═══ Records shown

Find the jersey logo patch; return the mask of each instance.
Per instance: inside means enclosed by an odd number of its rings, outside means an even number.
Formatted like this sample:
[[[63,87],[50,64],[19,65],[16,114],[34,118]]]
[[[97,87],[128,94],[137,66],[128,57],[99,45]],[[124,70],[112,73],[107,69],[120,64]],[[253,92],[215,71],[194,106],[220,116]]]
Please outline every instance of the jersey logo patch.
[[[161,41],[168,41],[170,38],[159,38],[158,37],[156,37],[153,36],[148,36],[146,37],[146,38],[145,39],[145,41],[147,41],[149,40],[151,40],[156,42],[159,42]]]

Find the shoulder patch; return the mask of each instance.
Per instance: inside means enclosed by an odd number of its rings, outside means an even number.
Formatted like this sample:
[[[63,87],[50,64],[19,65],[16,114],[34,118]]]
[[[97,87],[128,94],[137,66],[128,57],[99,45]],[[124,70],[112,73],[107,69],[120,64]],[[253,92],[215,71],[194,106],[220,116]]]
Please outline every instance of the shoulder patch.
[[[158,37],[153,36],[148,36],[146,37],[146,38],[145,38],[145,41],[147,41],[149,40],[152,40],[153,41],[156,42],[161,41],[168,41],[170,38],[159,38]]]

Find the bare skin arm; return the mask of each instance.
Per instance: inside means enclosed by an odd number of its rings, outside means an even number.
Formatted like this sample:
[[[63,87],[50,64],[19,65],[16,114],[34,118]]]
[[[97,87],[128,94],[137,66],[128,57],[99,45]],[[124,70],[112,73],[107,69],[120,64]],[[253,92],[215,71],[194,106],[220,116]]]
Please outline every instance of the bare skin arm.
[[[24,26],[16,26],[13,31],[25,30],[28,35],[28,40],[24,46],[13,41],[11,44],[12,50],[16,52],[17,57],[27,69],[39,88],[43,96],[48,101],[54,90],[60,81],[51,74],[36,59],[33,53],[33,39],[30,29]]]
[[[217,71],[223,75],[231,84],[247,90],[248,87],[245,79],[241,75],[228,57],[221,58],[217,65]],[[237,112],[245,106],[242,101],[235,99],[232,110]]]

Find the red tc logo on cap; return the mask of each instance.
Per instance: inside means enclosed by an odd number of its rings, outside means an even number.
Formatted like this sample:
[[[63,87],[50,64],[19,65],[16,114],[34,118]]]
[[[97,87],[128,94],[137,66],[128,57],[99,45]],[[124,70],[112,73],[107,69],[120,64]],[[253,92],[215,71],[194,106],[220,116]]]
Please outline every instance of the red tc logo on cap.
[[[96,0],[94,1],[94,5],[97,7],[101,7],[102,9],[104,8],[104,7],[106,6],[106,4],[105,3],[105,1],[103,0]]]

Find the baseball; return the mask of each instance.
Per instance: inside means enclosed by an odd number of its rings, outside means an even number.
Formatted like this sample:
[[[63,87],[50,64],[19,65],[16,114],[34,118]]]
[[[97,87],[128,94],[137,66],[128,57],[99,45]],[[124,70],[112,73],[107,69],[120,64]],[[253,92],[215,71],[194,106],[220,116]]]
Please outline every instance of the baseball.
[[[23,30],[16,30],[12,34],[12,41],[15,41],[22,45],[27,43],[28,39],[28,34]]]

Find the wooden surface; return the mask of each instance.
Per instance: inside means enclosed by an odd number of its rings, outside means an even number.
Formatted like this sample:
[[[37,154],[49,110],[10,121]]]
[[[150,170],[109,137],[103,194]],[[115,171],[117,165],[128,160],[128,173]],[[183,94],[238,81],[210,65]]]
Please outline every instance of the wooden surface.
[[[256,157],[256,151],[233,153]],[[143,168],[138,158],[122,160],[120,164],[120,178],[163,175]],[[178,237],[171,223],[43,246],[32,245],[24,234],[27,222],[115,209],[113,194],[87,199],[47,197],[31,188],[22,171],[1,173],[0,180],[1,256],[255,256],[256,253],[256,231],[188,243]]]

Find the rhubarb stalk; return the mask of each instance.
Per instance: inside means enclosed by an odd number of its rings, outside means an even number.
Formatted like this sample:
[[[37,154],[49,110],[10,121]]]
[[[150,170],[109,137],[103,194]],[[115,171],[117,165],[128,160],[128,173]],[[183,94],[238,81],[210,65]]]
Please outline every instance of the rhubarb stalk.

══════

Copy out the lines of the material word for word, starting with the line that contains "Find the wooden" and continuing through the end of the material.

Find the wooden surface; return the mask of each instance.
Per instance: inside means enclosed by an odd number of its rings, outside means an even number.
Formatted like this sample:
[[[37,154],[49,110],[10,121]]]
[[[150,170],[109,137],[103,194]],[[115,171],[117,165],[128,160],[128,173]],[[183,94],[238,81],[210,65]]]
Please outline every instance of the wooden surface.
[[[256,157],[256,151],[233,153]],[[143,168],[138,158],[122,160],[120,164],[120,178],[163,175]],[[178,237],[171,223],[43,246],[32,245],[24,234],[27,222],[115,209],[113,194],[87,199],[47,197],[31,188],[22,171],[1,173],[0,180],[1,256],[255,256],[256,253],[256,231],[188,243]]]

Find the rhubarb stalk; return the mask of each instance.
Per instance: inside means enclosed by an odd number of its rings, outside means an even number.
Formatted like this sample:
[[[37,154],[49,110],[10,121]]]
[[[150,170],[109,137],[103,194]],[[115,171],[117,165],[128,160],[128,173]],[[183,94],[238,81],[210,65]]]
Please outline every instance of the rhubarb stalk.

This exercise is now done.